Trecho fornecido:
-----

Outra armadilha a evitar é a supervalorização das “ações por cima”, em detrimento da concentração total de esforços e tempo na “catequese em baixo”. Por mais corretas e necessárias que sejam todas as iniciativas de ampliação político-partidária da candidatura de Haddad, extrapolando em muito o âmbito de sua coligação, é ilusório imaginar que daí virão votos aos milhões. A constituição de um enorme movimento democrático, antibarbárie e de defesa de direitos é, sim, fundamental, mas seu efeito imediato é muito mais de imagem e de inversão de “clima” do que efetivamente “virador” do voto popular do dia 28.

-----

Dados registrados:
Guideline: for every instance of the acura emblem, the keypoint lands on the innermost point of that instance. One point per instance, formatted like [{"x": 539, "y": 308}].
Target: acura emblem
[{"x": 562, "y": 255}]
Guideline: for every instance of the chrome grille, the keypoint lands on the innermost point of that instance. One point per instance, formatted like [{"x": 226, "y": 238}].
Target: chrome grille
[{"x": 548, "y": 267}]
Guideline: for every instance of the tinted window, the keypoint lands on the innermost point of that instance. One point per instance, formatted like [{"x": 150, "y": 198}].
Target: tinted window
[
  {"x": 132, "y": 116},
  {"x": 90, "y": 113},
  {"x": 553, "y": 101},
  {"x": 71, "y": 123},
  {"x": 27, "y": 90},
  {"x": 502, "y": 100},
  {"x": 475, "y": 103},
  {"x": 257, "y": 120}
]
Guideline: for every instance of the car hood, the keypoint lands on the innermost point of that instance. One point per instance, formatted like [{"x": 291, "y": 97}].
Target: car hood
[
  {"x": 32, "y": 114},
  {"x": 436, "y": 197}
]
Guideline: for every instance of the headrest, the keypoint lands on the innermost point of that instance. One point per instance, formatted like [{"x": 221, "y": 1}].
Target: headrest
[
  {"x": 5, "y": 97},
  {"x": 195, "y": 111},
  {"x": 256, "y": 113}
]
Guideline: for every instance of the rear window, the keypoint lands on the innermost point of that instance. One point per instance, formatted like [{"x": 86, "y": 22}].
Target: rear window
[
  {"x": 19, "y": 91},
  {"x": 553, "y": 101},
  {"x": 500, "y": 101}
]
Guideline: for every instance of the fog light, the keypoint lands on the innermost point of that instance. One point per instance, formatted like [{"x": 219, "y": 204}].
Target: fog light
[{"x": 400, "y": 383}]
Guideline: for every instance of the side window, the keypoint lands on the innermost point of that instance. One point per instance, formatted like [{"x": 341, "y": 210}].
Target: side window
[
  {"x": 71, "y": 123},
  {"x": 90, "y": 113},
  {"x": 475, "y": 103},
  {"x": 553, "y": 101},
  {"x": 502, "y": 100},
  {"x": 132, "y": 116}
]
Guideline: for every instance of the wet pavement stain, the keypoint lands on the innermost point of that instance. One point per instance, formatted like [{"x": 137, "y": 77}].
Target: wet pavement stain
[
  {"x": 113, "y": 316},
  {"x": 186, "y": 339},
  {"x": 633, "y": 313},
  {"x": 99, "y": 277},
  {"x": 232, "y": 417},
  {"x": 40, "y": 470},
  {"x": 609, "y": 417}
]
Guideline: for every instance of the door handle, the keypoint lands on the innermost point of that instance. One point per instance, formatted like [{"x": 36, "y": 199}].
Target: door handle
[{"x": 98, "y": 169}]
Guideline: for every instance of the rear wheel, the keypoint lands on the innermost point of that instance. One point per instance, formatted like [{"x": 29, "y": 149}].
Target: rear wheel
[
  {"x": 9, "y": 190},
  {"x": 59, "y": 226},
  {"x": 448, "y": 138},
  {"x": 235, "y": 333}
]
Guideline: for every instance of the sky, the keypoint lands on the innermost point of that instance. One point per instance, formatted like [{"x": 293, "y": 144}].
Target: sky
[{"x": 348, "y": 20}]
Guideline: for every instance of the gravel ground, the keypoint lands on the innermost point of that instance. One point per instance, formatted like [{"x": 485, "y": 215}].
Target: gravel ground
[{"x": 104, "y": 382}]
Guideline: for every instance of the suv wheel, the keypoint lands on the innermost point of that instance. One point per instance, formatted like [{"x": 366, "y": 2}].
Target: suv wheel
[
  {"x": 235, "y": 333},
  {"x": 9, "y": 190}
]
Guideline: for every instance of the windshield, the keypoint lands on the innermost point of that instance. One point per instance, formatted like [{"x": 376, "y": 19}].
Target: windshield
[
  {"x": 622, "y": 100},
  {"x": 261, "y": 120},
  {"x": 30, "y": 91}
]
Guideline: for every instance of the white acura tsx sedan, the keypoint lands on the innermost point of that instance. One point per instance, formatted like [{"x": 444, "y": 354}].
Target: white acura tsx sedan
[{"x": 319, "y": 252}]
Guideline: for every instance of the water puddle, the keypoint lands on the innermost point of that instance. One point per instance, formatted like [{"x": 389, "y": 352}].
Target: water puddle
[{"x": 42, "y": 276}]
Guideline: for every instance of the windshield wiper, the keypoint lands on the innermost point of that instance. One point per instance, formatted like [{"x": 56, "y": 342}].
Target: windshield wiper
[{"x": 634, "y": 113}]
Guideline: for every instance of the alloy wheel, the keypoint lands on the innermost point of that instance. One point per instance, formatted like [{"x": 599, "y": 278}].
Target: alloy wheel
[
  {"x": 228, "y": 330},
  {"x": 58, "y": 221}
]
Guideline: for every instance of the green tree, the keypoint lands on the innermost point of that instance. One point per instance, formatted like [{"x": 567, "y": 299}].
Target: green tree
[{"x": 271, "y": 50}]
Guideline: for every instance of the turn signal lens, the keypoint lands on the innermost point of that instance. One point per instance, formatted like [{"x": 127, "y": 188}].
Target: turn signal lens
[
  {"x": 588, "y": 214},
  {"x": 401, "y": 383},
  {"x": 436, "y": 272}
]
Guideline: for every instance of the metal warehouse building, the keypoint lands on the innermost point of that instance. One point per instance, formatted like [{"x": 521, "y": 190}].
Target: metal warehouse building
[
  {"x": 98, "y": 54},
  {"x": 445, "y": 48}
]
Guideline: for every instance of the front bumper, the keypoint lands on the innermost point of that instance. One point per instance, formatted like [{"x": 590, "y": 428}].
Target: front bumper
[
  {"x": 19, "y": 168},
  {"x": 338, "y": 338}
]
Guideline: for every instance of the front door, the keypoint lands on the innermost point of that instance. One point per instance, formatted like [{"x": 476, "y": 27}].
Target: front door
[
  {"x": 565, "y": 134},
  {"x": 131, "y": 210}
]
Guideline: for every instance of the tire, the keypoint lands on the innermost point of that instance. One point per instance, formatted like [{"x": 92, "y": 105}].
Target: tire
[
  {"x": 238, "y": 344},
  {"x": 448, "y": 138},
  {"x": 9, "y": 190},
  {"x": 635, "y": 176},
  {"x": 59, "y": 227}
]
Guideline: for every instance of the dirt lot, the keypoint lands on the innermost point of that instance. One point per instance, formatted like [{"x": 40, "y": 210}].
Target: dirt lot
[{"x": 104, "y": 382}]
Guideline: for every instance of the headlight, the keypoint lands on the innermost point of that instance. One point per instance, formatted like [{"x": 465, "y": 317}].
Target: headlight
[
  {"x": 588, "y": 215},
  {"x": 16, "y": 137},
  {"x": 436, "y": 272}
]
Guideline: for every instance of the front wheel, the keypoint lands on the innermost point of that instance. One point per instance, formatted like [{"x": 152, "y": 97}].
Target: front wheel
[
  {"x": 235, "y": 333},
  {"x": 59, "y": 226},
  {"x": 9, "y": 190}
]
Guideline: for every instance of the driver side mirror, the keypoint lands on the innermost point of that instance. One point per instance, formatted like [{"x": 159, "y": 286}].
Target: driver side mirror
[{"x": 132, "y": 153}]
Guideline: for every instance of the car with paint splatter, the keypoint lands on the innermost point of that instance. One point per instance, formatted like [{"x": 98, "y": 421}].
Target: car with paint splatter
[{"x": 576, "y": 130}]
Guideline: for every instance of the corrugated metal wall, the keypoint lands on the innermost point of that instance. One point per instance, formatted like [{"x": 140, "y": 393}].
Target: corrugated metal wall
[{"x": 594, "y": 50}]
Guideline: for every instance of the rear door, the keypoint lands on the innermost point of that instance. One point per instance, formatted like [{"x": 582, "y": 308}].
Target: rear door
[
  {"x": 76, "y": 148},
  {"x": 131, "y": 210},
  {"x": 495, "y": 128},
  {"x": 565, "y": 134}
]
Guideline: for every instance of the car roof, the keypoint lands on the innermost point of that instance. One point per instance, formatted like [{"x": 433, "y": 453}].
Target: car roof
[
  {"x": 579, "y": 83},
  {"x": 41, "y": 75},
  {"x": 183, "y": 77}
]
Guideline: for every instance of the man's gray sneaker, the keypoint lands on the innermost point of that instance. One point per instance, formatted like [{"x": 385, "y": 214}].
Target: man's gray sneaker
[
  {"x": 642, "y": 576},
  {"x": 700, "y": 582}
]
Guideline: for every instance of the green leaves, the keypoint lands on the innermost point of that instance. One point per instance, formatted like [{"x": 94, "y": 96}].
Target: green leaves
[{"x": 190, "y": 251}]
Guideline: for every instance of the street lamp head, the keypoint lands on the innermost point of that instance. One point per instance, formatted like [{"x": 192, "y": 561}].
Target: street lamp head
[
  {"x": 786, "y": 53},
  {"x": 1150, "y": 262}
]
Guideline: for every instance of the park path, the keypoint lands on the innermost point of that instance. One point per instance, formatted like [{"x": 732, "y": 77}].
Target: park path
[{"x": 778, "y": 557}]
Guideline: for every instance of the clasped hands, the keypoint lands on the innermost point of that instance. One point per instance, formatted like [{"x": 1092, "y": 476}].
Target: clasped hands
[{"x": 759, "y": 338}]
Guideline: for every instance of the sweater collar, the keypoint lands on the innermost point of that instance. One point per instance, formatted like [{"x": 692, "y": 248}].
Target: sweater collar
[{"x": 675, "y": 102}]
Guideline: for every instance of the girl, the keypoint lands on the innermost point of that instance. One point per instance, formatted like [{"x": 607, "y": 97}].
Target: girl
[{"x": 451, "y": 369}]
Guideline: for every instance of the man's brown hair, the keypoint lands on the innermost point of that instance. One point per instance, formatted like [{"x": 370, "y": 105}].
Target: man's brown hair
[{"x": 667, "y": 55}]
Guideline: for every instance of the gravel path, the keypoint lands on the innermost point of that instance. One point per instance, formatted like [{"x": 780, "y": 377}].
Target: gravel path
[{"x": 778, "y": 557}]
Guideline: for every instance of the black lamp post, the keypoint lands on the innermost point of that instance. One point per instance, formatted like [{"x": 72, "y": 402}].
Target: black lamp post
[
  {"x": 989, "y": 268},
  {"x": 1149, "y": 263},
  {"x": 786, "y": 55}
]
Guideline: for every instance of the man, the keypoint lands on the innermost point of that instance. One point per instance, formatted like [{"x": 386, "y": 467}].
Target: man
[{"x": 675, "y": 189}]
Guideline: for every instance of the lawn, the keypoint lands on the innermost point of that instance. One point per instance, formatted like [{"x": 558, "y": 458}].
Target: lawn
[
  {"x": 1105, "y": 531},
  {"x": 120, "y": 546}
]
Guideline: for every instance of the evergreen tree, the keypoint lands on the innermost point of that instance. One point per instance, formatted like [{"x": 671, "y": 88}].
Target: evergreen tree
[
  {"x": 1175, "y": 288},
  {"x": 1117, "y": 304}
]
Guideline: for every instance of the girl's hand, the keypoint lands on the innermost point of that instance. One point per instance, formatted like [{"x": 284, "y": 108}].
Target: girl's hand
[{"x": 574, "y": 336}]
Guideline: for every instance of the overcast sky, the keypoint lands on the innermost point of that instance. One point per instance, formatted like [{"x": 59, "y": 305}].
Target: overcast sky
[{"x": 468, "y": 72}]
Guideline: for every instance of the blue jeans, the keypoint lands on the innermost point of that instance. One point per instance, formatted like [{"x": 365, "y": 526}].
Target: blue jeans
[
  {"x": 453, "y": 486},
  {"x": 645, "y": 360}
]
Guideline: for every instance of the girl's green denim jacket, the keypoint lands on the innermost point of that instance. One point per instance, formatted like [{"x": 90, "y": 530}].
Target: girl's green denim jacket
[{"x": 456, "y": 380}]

-----

Enunciado 1:
Responda com base no trecho sobre a candidatura de Haddad:
(a) Em detrimento de quê ocorre a supervalorização das "ações por cima"?
(b) O que é ilusório imaginar que virá das iniciativas de ampliação político-partidária?
(c) O efeito imediato do movimento democrático é muito mais de quê?
Enunciado 2: Copie do trecho, sem nenhuma alteração, a parte que começa em "Outra armadilha a" e vai até "popular do dia 28.".
Os registros não têm relação com o trecho.

Espaço de resposta 1:
(a) Da concentração total de esforços e tempo na "catequese em baixo".
(b) Votos aos milhões.
(c) De imagem e de inversão de "clima".

Espaço de resposta 2:
Outra armadilha a evitar é a supervalorização das “ações por cima”, em detrimento da concentração total de esforços e tempo na “catequese em baixo”. Por mais corretas e necessárias que sejam todas as iniciativas de ampliação político-partidária da candidatura de Haddad, extrapolando em muito o âmbito de sua coligação, é ilusório imaginar que daí virão votos aos milhões. A constituição de um enorme movimento democrático, antibarbárie e de defesa de direitos é, sim, fundamental, mas seu efeito imediato é muito mais de imagem e de inversão de “clima” do que efetivamente “virador” do voto popular do dia 28.